Collect every line in the listing below that contains the word "clicks". Case counts.
(Data shown begins)
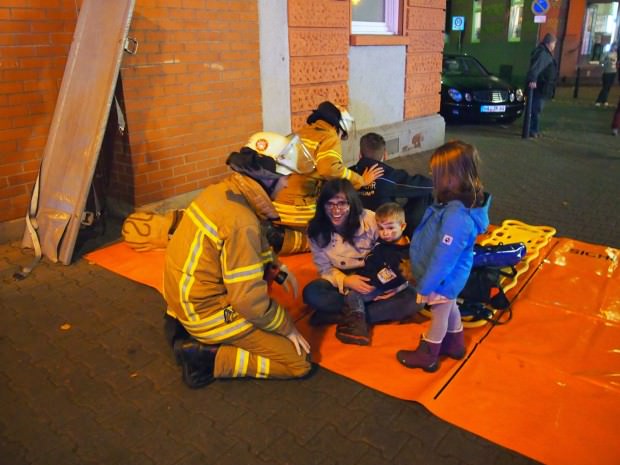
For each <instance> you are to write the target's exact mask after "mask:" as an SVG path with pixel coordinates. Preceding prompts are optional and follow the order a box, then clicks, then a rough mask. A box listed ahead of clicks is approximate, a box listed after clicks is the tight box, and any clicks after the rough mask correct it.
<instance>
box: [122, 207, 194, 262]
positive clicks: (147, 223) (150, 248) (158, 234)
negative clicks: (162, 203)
(Data shown ends)
(Data shown begins)
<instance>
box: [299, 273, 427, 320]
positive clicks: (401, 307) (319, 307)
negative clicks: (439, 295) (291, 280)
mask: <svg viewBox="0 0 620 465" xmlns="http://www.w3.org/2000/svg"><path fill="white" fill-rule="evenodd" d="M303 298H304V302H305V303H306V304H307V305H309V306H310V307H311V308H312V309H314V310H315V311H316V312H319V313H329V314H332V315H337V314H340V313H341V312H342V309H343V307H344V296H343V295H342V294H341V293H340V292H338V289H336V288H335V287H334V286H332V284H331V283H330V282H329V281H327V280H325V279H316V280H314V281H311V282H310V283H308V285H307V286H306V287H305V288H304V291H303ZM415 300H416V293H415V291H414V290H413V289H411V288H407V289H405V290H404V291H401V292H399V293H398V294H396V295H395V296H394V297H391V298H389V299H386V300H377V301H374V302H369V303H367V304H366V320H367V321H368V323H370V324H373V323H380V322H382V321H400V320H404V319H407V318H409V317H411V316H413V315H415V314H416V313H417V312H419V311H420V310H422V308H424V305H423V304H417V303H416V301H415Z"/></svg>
(Data shown ends)
→ Your response:
For each <instance> you are to write the target's exact mask after "mask:" as an SVG path with pixel coordinates. Preceding prompts are optional and follow the order a box, then clicks, then a rough mask. A box listed ahead of clicks is approximate, a box listed after clicks is the tight box, and any clicks after the rough mask correct it.
positive clicks: (147, 223) (150, 248) (158, 234)
negative clicks: (162, 203)
positive clicks: (401, 307) (319, 307)
negative clicks: (439, 295) (291, 280)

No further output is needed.